:: Brano

La sua formazione unisce musica popolare, ricerca antropologica e riflessione filosofica, in un percorso che coniuga esperienza artistica e impegno civile. Fin da bambino entra in contatto con i suonatori tradizionali della Sila Greca, sviluppando una profonda passione per le musiche di tradizione orale. Laureato in Lettere Moderne all’Università della Calabria, partecipa a progetti di ricerca demo-antropologica e collabora alla catalogazione dell’archivio di Otello Profazio.
Docente di Storia e Filosofia nei licei, Bevacqua unisce nella didattica la riflessione filosofica alla memoria culturale e al linguaggio poetico della musica. La sua ricerca più recente ruota intorno al concetto di “transmondanza”, da lui coniato come superamento dei confini identitari e apertura all’incontro tra culture. Da questa idea nasce La Transmondanza, album-libro che intreccia canzoni e saggio filosofico-antropologico.
Antonio, da dove nasce il termine “Transmondanza” e che cosa rappresenta davvero per te?
«Il termine “Transmondanza” nasce da una riflessione personale e poetica sul tema della migrazione e sul bisogno di dare un nuovo senso al movimento delle persone e delle culture. Non è semplicemente un neologismo, ma una visione: un modo di guardare al mondo oltre i confini geografici e mentali. Per me, Transmondanza rappresenta l’idea di andare oltre il proprio mondo, non per abbandonarlo, ma per incontrare altri mondi, altre lingue, altre sensibilità, e tornare arricchiti. È il contrario dello sradicamento: è un passaggio trasformativo, in cui l’identità non si perde ma si rinnova nel dialogo con l’altro. Il termine nasce dall’incontro tra trans (“oltre”) e mondo, evocando un movimento continuo e reciproco tra culture, persone e luoghi. È una parola che racchiude la mia esperienza di musicista, viaggiatore e insegnante: l’idea che ogni incontro può diventare un ponte, ogni partenza un’occasione di rinascita, ogni ritorno una nuova forma di appartenenza. In sintesi, Transmondanza è una filosofia dell’incontro: un invito a vivere la migrazione, la cultura e la conoscenza non come separazione, ma come possibilità di rigenerazione umana e collettiva».

::::
:: Righe estratte

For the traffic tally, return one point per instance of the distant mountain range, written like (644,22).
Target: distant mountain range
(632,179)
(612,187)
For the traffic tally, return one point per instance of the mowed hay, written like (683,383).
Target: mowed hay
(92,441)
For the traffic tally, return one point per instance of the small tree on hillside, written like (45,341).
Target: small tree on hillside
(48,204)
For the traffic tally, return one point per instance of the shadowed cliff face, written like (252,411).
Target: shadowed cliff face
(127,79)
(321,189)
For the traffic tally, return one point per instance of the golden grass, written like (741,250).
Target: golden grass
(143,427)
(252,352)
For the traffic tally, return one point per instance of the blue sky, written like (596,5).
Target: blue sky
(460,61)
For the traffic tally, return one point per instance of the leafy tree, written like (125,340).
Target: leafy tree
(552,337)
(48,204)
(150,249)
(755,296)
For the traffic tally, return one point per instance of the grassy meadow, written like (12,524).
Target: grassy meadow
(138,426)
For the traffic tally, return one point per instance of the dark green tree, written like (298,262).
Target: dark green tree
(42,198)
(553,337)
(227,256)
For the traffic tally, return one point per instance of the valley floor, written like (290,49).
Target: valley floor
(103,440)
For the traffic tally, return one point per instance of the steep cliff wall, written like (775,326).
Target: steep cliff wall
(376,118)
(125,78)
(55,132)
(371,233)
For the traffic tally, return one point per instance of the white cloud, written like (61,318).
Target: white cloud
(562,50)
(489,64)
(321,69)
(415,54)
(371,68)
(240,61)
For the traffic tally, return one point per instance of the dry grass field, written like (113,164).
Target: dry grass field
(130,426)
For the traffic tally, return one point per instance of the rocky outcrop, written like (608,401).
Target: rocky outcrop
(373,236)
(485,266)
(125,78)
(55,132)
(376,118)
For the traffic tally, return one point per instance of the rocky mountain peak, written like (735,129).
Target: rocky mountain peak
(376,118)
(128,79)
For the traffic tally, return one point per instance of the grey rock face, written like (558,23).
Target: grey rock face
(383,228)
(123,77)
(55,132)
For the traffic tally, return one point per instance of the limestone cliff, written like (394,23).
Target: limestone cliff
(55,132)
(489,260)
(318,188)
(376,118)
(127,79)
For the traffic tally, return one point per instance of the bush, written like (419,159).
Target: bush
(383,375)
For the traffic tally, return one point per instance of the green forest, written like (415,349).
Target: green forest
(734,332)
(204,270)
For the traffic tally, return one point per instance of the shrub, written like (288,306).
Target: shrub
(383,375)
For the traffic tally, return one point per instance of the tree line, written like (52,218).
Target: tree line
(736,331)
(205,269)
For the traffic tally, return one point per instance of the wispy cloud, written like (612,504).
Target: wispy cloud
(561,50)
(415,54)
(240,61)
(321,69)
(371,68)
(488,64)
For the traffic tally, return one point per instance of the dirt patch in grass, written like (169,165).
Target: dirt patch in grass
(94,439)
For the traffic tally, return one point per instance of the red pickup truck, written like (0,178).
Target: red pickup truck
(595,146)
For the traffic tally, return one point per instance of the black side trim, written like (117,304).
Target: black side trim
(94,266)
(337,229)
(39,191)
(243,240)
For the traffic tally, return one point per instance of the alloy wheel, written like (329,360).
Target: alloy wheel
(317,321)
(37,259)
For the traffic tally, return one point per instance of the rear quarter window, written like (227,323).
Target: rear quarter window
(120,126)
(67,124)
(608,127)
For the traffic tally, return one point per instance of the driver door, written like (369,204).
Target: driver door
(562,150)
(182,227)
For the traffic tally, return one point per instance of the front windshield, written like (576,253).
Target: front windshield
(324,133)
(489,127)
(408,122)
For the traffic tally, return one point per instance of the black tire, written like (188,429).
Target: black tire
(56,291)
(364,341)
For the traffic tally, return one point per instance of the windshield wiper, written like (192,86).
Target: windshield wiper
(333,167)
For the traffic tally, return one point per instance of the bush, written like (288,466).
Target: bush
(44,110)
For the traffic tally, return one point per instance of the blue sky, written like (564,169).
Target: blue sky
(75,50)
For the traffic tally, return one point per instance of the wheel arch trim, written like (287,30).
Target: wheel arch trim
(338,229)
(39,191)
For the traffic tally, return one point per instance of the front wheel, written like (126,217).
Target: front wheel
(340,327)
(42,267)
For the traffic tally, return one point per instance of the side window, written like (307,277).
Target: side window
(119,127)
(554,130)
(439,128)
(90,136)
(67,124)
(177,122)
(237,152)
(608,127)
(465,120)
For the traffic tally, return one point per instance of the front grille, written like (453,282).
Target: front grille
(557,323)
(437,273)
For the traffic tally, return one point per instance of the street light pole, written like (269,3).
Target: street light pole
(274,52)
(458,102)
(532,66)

::::

→ **Consegna**
Elenca i ruoli che, secondo la risposta riportata nel brano, definiscono l’esperienza racchiusa nella parola “Transmondanza”.

→ **Risposta**
- musicista
- viaggiatore
- insegnante